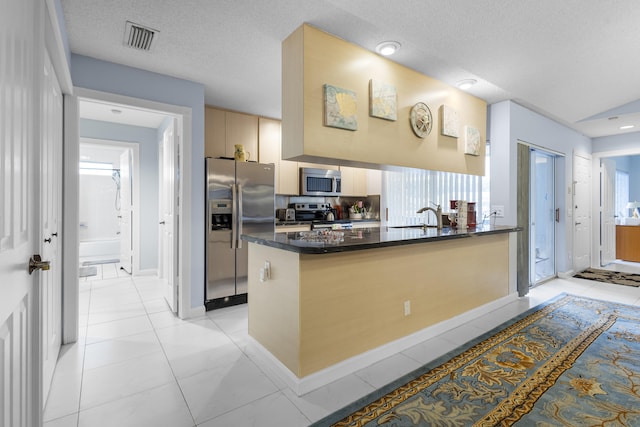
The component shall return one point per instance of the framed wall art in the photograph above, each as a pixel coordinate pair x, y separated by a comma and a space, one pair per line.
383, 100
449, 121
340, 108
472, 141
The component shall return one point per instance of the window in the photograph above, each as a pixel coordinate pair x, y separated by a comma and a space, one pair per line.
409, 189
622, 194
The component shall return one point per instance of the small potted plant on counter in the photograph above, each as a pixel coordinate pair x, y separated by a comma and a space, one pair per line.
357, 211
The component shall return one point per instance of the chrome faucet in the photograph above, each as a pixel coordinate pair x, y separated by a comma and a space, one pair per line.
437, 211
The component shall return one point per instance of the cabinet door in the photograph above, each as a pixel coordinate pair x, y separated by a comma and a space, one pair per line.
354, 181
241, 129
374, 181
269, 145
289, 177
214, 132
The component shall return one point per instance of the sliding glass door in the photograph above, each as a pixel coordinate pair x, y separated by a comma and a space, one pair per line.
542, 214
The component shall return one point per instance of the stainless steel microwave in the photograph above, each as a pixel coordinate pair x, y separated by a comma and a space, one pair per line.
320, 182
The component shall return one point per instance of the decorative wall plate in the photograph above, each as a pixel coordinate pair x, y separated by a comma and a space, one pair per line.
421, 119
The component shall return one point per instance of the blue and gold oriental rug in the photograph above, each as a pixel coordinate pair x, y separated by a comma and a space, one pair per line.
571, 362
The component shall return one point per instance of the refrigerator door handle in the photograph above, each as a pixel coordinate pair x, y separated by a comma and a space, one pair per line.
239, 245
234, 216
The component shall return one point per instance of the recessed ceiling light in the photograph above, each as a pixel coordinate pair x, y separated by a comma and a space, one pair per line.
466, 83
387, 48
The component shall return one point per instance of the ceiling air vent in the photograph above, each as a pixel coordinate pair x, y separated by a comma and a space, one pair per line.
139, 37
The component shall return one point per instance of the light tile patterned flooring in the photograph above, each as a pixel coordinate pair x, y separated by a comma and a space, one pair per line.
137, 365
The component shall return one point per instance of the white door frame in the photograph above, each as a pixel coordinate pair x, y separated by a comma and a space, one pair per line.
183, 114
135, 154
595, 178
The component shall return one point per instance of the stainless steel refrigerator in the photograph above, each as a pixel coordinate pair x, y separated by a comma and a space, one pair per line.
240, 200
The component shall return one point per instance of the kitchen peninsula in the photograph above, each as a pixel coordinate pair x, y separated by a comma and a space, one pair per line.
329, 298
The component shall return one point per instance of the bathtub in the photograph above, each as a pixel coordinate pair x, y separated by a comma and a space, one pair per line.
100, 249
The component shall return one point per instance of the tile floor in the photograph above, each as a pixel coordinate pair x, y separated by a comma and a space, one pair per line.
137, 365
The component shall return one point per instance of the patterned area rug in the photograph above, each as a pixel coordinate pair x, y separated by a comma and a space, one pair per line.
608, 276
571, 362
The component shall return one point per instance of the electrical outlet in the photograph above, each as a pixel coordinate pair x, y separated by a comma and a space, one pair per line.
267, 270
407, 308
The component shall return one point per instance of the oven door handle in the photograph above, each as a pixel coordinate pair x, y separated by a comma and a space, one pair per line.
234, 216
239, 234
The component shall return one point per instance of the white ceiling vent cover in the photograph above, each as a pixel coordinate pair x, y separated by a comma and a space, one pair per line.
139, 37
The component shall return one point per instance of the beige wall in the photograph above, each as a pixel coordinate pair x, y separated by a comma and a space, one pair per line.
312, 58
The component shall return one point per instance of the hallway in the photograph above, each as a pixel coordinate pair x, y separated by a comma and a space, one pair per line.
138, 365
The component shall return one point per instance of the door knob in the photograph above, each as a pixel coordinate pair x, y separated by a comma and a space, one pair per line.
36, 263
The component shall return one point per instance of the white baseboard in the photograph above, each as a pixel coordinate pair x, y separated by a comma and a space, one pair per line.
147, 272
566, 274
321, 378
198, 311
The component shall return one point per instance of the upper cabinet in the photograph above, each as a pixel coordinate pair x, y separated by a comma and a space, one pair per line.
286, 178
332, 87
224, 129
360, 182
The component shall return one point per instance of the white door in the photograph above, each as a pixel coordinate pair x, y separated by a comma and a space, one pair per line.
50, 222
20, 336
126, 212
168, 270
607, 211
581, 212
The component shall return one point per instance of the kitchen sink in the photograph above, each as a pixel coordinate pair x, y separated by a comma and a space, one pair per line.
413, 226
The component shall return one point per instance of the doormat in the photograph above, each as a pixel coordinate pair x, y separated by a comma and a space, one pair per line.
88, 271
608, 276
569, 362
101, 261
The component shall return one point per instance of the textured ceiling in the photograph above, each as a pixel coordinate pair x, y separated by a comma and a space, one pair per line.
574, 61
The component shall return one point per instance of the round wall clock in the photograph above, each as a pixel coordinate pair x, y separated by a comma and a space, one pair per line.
+++
■ TO DO: Copy every record above exactly, leaving out the pictures.

■ EXERCISE SOLUTION:
The component shall return one point per instance of the framed wall art in the photograph above, each as a pixel coordinate pair x, y separated by a comma and a space, one pair per line.
383, 100
449, 121
340, 108
472, 141
The component shall return one point per instance of the window in the photograph above, each as a pixel coordinate pair x, y separated by a comma and a space, one pair per line.
409, 189
622, 194
The component shall return one point per instance of the small potted plant on counter in the photograph above, each as a pixel coordinate pair x, y separated by a comma and a space, one pair per line.
357, 211
The component shall return one point per instance of the chrome faucet in the photograph above, each as a pixel coordinate pair x, y separated by a comma and a space, one pair per line.
437, 211
The component shall return one point per instance of the cabinet door in the photograph above, each as a pixel coordinate pair x, y separated by a comma and a space, one pair per line.
354, 181
241, 129
374, 181
269, 145
289, 177
214, 132
The component shall return one point per instance of the sliding glass door in the photograph above, each as a pixel coordinate pair x, y separated by a comma and a space, one pair per line.
542, 214
The component shall return one point per instance of the stainless steel microwave in the photograph above, each as a pixel coordinate pair x, y separated by a comma and a space, one pair per line.
320, 182
The component shall return one point per instance of the decorative wall plate in the photograph above, each as a pixel coordinate pair x, y separated by a comma and a space, one pair per line.
421, 119
The component shall return one point per instance of the blue and gold oriental rug in the photograph above, each as a pixel coordinate pair x, y separated by a comma and a space, one pair per line.
571, 362
The component shall return one point per instance of the refrigerator door handle in the photograph above, each as a pixel coordinate pair x, y separated by a comma and a space, one pair per line.
239, 245
234, 216
The component shall return one point per instance of the recessed ceiling light in the photograph above, each as a pixel coordinate pair x, y separated by a comma and a space, one pair per line.
466, 83
387, 48
The component shall return one point per instance of the ceiling air vent in the photograph above, each as a pixel coordinate pair x, y separated by a comma and a space, one pair per line.
139, 37
The component shall return one point per instance of the light tile patterned flooring in the photograph above, each as a pixel coordinate pair x, y separated by a comma and a space, one pair per line.
137, 365
The component shall return one point per instance of the white door frame in the photograph above, each as a pixel coordinate pair x, y separated by a comma and a space, one pair per line.
183, 114
135, 154
595, 178
The component shall return one point per instance of the stainless steel refrigerator in the photograph above, each as a pixel coordinate pair x, y separated by a comma and a space, one pair per line.
240, 200
The component shall return one point per instance of the kitchen peninsula in the photograph above, each as a pixel coordinate pair x, y separated by a comma and a space, one pair per line.
329, 298
The component shall return one point per instance of the bathtub in the photograph above, each as a pixel coordinate pair x, y separated by a comma and a space, one pair per line.
100, 249
The component shall return one point per instance of the tile floor in the photograph above, each as a pixel coordinate pair x, y separated by a comma and a space, one pair per line.
137, 365
The component shall return one point per instance of the patterned area rug in the photograph above, each as a pixel coordinate pair x, y separated by a comma and a space, one pair per line.
608, 276
571, 362
The component shall return one point per instance of the electrical outlet in the photograph above, each as a pixel coordinate pair x, y separated by a comma and a space, one pair per line.
267, 270
407, 308
The component shall return one point per instance of the oven door handle in the photograph above, each as a pixel coordinate pair x, y separated by a comma and a space, one pair per line.
234, 216
239, 234
The component shall return one point per instance of the white ceiling vent cover in the photograph above, each as a pixel coordinate pair x, y separated by a comma and a space, one pair per line.
139, 37
The component shall return one point per instance of the beige wall in the photograph above, each as a pixel coordinate pair x, y separated by a comma and a space, one pair per line.
312, 58
The component shall return one point per instance of the hallway in the photograph above, each as a pixel coordinate pair x, y separated by a comma and a space, one pair per line.
138, 365
The component shall return one point per instance of the door knob in the photograph above, each as a pixel coordinate pair x, y separated by a comma and a space, one pair per line.
36, 263
The component shall return one point per instance of the white baseboard in the photograph above, each as a pixel coordinate pair x, y separated by a comma and a space, one pair per line.
147, 272
566, 274
321, 378
198, 311
The component shall return one point per instance of the upper cabinet in the photograph above, each as a pixel coordinate pair x, y separated by a comma and a space, one pair per line.
286, 178
332, 87
224, 129
360, 182
The component shall return one point per instance of the white door in the photograph above, each as a pixel coordinate pair x, y separated by a comma and a space, one pair per line.
50, 222
20, 336
126, 212
168, 270
607, 211
581, 212
The component shall return one point per instance of the kitchen sink in the photograph above, each as a pixel coordinate pair x, y separated by a comma and a space, one pair per line.
413, 226
The component shall return one point per instance of the doormat in the photograph above, each as a pixel coordinate pair x, y separated by a comma and a space, one pair per line.
88, 271
608, 276
569, 362
101, 261
The component shall return one point per instance of the textured ceiling in the photograph above, each as a pixel coordinate pair x, y separated by a comma and a space, one pair per line.
574, 61
The component shall return one point per instance of the round wall clock in the photograph above, each as a pixel coordinate pair x, y separated by a comma and a space, one pair per line.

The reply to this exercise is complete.